Return every line of the records below unchanged.

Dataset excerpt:
- - - - - - -

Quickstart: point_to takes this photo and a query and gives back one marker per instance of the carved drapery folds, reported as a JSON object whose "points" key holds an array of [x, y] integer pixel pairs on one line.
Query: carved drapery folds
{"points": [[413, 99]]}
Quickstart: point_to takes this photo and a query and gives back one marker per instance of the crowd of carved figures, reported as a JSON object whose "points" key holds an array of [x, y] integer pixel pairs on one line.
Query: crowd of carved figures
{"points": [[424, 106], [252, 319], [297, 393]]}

- - - - - - -

[Output of the task]
Quickstart: point_to takes this photo and a query and gives back one marker per instance of the carved drapery folds, reported as a JSON object whose "points" key holds an array of [x, y] integer pixel pairs on one line.
Query: carved drapery folds
{"points": [[413, 99]]}
Quickstart: point_to takes this photo and a query and gives back one marker per instance of the crowd of carved figures, reported as a JSON object whose "points" key holds an array of [x, y] integer pixel pairs on one line.
Query: crowd of carved figures
{"points": [[424, 106], [252, 319], [297, 393]]}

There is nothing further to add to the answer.